Tareas pendientes:
- a) Repite tal cual, del artículo sobre el desempleo juvenil en China, el tramo que empieza con las palabras que contienen "El Partido Comunista" y termina con "evolución económica favorable.".
- b) Resume en dos oraciones el artículo sobre el desempleo juvenil en China.
- c) Sigue escribiendo el artículo sobre el desempleo juvenil en China a partir del punto en que termina.

Fragmento seleccionado:

——————————

Los jóvenes chinos no encuentran trabajo: otro problema para Xi Jinping
Por:
Ho-Fung Hung
Viernes 08 de
Septiembre 2023
La represión política del régimen al descontento juvenil sólo podría empeorar la situación económica que atraviesa el país asiático
En agosto, el gobierno chino hizo público un dato estremecedor. Una cifra récord: el 21,3% de los ciudadanos chinos de entre 16 y 24 años de las ciudades estaban desempleados. Inmediatamente decidió suspender la publicación futura de su tasa de desempleo juvenil urbano. Los datos actuales ya son bastante malos; se trata de la misma tasa de desempleo juvenil en todo Oriente Medio en vísperas de la Primavera Árabe.
El Partido Comunista Chino (PCC) sabe muy bien que los jóvenes, educados y desempleados concentrados en las grandes ciudades tienen la capacidad de desafiar a la autoridad. Al fin y al cabo, así es como empezó su propio partido. Durante décadas, la legitimidad del partido-Estado dependió del crecimiento económico y de la mejora del nivel de vida, que ahora están en peligro. En lugar de satisfacer las necesidades de una juventud frustrada generando nuevos puestos de trabajo y oportunidades, los ancianos dirigentes han redoblado la represión autoritaria como principal respuesta política al empeoramiento de la crisis económica.
No es la primera vez que el PCC se enfrenta al desempleo urbano. Desde hace más de 70 años, el problema se ha agravado para ser contenido por la represión política o aliviado por una evolución económica favorable.
Tras la fundación de la República Popular en 1949, los campesinos chinos huyeron del ruinoso campo en busca de trabajo en las grandes ciudades. Para frenar esta migración, el partido impuso nuevas normas que impedían a los ciudadanos acceder a los servicios sociales fuera de sus ciudades de origen registradas. Protegidos de la competencia de los solicitantes de empleo rurales, los habitantes de las ciudades tenían un empleo más seguro.
Nuevas sacudidas de la economía y la demografía volvieron a aumentar la amenaza del desempleo juvenil durante los años cincuenta y sesenta. Con la economía tambaleante tras el desastroso Gran Salto Adelante y la pérdida de la ayuda soviética, una generación de baby boomers urbanos chinos estaba a punto de graduarse en un mercado laboral que empeoraba. En 1966, Mao Zedong lanzó la Revolución Cultural para reconducir en parte a estos jóvenes, que acabaron causando tanta agitación que Mao cambió de rumbo, lanzando un movimiento nacional de “Bajar al campo” para obligar a toda una generación de jóvenes urbanos a labrar los campos rurales.
A finales de los 90, las empresas estatales, pilares de la economía de la era Mao, llevaron a cabo despidos generalizados como parte de las reformas del mercado, amenazando de nuevo el empleo urbano. La crisis financiera asiática agravó la situación, y los trabajadores estatales despedidos y los pensionistas protestaron en las ciudades del cinturón de óxido del noreste de China. La entrada de China en la Organización Mundial del Comercio en 2001, que trajo consigo un aumento de la inversión extranjera y del empleo, salvó la situación.

——————————

Registros de anotación de contornos:
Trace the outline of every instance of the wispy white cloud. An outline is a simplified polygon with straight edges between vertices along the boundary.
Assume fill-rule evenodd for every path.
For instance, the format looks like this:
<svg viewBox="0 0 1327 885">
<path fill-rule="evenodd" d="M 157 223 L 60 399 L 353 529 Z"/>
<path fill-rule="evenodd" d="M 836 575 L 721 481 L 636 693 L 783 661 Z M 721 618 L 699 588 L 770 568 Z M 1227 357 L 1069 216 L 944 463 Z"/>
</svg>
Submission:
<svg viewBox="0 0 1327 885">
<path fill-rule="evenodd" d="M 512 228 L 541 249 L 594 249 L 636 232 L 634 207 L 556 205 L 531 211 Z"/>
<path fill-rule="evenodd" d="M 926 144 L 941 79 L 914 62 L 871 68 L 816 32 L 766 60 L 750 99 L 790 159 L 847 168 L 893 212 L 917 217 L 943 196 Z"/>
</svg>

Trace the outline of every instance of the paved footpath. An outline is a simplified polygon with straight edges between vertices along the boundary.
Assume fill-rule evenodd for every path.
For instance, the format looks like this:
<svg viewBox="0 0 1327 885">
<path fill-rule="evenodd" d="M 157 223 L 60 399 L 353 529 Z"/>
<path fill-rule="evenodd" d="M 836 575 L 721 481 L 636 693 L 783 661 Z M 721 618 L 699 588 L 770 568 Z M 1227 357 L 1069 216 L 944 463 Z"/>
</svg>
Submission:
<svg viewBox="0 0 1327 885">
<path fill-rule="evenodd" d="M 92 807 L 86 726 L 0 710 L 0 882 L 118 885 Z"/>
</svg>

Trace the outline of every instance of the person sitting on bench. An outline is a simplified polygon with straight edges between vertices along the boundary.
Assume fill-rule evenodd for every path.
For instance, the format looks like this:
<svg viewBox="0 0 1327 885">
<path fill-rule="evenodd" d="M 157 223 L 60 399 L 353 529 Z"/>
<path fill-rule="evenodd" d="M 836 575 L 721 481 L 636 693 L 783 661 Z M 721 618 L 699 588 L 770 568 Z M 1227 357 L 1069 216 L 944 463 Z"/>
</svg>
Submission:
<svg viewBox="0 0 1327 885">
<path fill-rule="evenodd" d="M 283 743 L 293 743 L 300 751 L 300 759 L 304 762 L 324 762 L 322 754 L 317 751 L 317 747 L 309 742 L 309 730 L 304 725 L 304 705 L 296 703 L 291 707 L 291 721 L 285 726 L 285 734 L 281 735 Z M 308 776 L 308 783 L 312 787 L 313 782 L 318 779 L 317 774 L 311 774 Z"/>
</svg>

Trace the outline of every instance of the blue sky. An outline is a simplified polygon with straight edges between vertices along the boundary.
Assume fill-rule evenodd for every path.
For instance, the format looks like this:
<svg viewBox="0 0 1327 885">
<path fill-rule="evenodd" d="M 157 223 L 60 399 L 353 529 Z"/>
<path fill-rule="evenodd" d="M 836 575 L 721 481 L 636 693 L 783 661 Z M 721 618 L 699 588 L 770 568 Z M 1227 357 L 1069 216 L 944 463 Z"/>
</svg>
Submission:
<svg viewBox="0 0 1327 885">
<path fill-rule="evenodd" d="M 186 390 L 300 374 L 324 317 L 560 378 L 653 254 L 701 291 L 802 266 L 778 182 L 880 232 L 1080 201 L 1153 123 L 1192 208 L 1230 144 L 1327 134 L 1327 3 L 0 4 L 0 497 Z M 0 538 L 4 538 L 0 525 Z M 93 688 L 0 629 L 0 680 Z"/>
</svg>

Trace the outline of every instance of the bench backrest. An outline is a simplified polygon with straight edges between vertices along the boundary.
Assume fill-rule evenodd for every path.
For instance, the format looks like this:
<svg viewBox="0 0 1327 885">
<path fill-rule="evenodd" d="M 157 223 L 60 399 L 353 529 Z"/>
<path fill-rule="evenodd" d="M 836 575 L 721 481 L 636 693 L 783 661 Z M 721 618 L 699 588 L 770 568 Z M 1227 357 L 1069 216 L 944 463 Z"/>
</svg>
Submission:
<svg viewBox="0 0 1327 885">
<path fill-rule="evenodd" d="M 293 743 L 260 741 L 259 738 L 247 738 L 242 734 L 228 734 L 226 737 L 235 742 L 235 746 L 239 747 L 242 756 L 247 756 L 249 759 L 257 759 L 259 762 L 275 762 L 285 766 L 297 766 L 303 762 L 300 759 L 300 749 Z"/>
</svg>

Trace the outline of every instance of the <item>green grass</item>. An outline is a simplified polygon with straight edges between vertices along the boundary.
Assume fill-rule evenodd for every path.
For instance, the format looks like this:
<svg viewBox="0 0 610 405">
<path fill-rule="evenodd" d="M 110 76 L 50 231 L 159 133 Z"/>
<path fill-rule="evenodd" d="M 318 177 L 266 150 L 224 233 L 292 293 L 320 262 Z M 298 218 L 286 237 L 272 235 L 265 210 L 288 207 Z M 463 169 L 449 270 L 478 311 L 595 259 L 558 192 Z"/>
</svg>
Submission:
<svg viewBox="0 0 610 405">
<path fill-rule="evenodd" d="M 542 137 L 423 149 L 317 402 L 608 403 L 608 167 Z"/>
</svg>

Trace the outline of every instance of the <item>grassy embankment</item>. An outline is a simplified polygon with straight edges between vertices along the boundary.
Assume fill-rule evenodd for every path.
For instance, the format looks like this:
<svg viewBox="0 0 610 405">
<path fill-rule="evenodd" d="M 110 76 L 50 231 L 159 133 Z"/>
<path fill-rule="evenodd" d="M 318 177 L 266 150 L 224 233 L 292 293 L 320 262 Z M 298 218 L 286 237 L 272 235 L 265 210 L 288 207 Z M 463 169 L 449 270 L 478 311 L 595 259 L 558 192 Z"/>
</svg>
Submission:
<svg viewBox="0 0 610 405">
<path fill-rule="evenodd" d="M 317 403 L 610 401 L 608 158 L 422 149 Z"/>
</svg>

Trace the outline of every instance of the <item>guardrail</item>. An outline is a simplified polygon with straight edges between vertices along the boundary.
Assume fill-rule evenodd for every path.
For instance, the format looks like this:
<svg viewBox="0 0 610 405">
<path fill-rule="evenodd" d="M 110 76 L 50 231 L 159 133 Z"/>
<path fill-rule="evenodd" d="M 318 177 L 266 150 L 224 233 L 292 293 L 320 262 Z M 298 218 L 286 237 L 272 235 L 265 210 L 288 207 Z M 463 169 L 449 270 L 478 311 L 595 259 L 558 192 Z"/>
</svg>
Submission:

——————————

Respuestas finales:
- a)
El Partido Comunista Chino (PCC) sabe muy bien que los jóvenes, educados y desempleados concentrados en las grandes ciudades tienen la capacidad de desafiar a la autoridad. Al fin y al cabo, así es como empezó su propio partido. Durante décadas, la legitimidad del partido-Estado dependió del crecimiento económico y de la mejora del nivel de vida, que ahora están en peligro. En lugar de satisfacer las necesidades de una juventud frustrada generando nuevos puestos de trabajo y oportunidades, los ancianos dirigentes han redoblado la represión autoritaria como principal respuesta política al empeoramiento de la crisis económica.
No es la primera vez que el PCC se enfrenta al desempleo urbano. Desde hace más de 70 años, el problema se ha agravado para ser contenido por la represión política o aliviado por una evolución económica favorable.

- b) En agosto, el gobierno chino informó de que el 21,3 % de los jóvenes urbanos de entre 16 y 24 años estaban desempleados y suspendió la publicación futura de esa tasa, mientras sus dirigentes responden al empeoramiento de la crisis económica con más represión autoritaria en lugar de crear empleo. Desde hace más de 70 años, el PCC ha contenido el desempleo urbano con medidas como las normas contra la migración rural y el movimiento de "Bajar al campo", o lo ha visto aliviado por una evolución económica favorable, como la entrada de China en la Organización Mundial del Comercio en 2001.

- c)
China está repitiendo una vez más este ciclo, y como era de esperar, el gobierno está respondiendo con represión. Esta vez, el partido no parece tener ningún as en la manga y, una vez superada la época de bonanza, a la economía china le resultará cada vez más difícil salir de sus problemas.
El crecimiento del PIB chino se ha ralentizado drásticamente desde principios de la década de 2010, y el repunte económico tras los bloqueos pandémicos ha sido decepcionante. Al mismo tiempo, un sistema de educación superior en expansión está produciendo un número cada vez mayor de graduados que no se conforman con los tediosos trabajos de fábrica de antaño.
En su lugar, muchos recién licenciados han optado por empleos en los sectores de rápido crecimiento de la tecnología, el sector inmobiliario y las clases particulares. Pero el gobierno chino ha tomado medidas enérgicas contra esas tres industrias desde 2021 para frenar lo que el presidente Xi Jinping llama la “expansión desordenada del capital”. El año pasado, Alibaba, el gigante del comercio electrónico, acabó despidiendo a más de 10.000 empleados. Country Garden, uno de los mayores promotores inmobiliarios del país, recortó su plantilla en más de 30.000 personas. Una importante empresa de educación suprimió 60.000 empleos en 2021.
El gobierno también está recurriendo a un viejo libro de jugadas. Ya en 2018, Xi convocó una campaña para enviar a los jóvenes de las ciudades al campo, con llamamientos renovados cada dos años. Incluso si los jóvenes de la ciudad estuvieran realmente interesados en responder a esa llamada, este no es el campo de la juventud de sus padres: la tierra cultivable se ha ido reduciendo.
Si el gobierno no impulsa el consumo de los hogares o afloja su control sobre el sector privado chino, el elevado desempleo urbano - descontento juvenil - está aquí para quedarse. En los últimos años, muchos jóvenes chinos desilusionados se han unido a un movimiento contra el trabajo conocido como “tumbarse”, holgazaneando como forma de resistencia silenciosa. Un economista de la Universidad de Beijing que estudió este movimiento estimó que, si se tiene en cuenta a los que voluntariamente “se acuestan”, casi la mitad de todos los jóvenes chinos podrían estar desempleados.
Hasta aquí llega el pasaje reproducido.